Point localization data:
------

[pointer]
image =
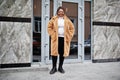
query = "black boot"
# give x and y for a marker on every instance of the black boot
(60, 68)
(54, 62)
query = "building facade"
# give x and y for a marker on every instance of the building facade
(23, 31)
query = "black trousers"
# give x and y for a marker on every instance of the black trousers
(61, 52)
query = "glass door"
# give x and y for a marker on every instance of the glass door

------

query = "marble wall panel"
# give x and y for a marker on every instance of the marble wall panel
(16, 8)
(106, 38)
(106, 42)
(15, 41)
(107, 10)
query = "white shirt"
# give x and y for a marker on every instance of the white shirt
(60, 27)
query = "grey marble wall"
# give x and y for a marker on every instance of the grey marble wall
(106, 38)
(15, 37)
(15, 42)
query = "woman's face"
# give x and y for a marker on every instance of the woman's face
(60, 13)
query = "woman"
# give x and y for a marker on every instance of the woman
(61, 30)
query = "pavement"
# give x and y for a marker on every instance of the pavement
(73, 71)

------

*Exercise*: Whenever a line in the data holds "door", copy that line.

*Written response*:
query = "glass door"
# give x and y for a marker on every instance of the glass door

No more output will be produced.